WHAT IS NEEDED: Across the entries that follow, how many lines have the word "each" in them? Give only the number.

RECORDS FOR THE EXERCISE:
○ ○ ○ ○
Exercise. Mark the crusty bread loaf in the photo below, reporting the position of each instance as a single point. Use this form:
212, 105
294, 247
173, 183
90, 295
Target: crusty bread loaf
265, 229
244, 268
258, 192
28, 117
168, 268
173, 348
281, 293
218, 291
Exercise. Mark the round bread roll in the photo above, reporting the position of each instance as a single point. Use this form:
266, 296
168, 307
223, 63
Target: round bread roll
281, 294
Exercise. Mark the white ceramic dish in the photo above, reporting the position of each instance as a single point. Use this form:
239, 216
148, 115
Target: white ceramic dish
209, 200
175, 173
○ ○ ○ ○
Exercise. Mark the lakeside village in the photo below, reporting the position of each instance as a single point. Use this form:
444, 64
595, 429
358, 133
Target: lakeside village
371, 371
○ ○ ○ ○
RESPONSE AREA: 4